Problems to solve
1. Using the article on foreign workers in Indonesia below, decide whether each statement agrees with it, answering yes or no and quoting the deciding words. (a) The ASEAN Economic Community was enacted in 2015. (b) Only foreign capital companies may employ foreign workers. (c) The issue can be classified as a matter of International Civil Act.
2. Collect every line of the rows below that contains the string "rocky".

Research Article: 2018 Vol: 21 Issue: 0
I Nyoman Putu Budiartha, Universitas Warmadewa Denpasar
Foreign Workers, Legal Protection, Legal Sanction.
The demands of globalization lead to changes in the conduct of business activities for economic/business agents in Indonesia. In connection with the use of labour, foreign capital companies and even domestic capital companies may employ foreign workers. Under such conditions, the worker of foreign nationals is inevitable. They can work in Indonesia considering that foreign workers are also an integral part of foreign capital. This is in line with Indonesian government policy through WTO/GATT Ratification with Act no. 7 of 1994 which has started with the enactment of ASEAN Economic Community (AEC) in 2015.
By the opening of employment opportunities for foreign workers, the civil relationship between legal subjects from various countries will increase. In this case there are also many linkage points involving foreign elements both in business agreements and contracts of employment, thus the issue can be classified as a matter of International Civil Act (Sudargo, 1976). Desire harmonization on one hand is to provide greater employment opportunities to Indonesian citizens and on the other hand provides employment opportunities to foreigners although in certain positions in the era of globalization (the fourth industrial revolution) is very dilemmatic. Dilematization occurs because the workforce of most Indonesian citizens belonging to Human Resources (HR) who are not ready to compete in accordance with the job market instead of foreign workers are ready with that condition. Therefore, there is a need for an arrangement that can balance a harmonious working relationship.

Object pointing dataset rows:
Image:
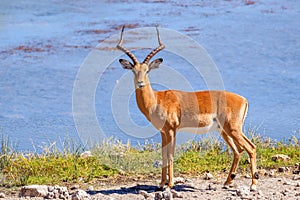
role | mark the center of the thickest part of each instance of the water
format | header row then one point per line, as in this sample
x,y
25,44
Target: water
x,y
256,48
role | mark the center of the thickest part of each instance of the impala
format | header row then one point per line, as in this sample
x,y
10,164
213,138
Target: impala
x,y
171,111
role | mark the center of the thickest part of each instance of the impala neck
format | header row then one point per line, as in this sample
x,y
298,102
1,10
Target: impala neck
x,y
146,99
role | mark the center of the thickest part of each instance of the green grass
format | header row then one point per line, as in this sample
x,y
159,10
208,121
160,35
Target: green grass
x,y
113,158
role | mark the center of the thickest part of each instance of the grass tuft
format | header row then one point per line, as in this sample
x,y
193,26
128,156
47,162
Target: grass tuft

---

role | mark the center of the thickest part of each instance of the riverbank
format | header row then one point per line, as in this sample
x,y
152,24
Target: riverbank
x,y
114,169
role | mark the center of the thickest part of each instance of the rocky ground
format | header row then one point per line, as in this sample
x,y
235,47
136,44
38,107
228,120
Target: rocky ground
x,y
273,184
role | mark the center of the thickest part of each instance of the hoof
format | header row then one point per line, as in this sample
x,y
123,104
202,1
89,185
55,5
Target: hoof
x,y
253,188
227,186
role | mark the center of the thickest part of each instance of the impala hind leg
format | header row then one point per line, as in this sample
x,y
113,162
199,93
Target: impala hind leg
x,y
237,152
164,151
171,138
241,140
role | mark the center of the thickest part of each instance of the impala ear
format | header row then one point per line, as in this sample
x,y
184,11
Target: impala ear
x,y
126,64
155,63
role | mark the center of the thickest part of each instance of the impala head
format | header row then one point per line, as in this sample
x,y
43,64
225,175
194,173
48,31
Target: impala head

--

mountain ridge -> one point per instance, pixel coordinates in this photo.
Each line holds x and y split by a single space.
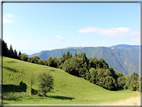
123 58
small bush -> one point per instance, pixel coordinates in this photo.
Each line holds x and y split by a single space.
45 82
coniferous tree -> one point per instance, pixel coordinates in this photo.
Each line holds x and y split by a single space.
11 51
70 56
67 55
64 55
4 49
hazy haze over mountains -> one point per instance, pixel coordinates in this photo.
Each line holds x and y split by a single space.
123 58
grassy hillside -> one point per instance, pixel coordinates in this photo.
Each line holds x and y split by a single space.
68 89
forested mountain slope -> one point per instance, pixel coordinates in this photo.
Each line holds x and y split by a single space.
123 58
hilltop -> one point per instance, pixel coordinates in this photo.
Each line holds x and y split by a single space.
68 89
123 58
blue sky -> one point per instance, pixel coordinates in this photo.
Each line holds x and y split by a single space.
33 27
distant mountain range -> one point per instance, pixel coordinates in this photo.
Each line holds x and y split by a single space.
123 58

Response list
1.
(a) Yes: "which has started with the enactment of ASEAN Economic Community (AEC) in 2015"
(b) No: "foreign capital companies and even domestic capital companies may employ foreign workers"
(c) Yes: "thus the issue can be classified as a matter of International Civil Act"

2.
role | mark the center of the thickest part of each instance of the rocky ground
Target: rocky ground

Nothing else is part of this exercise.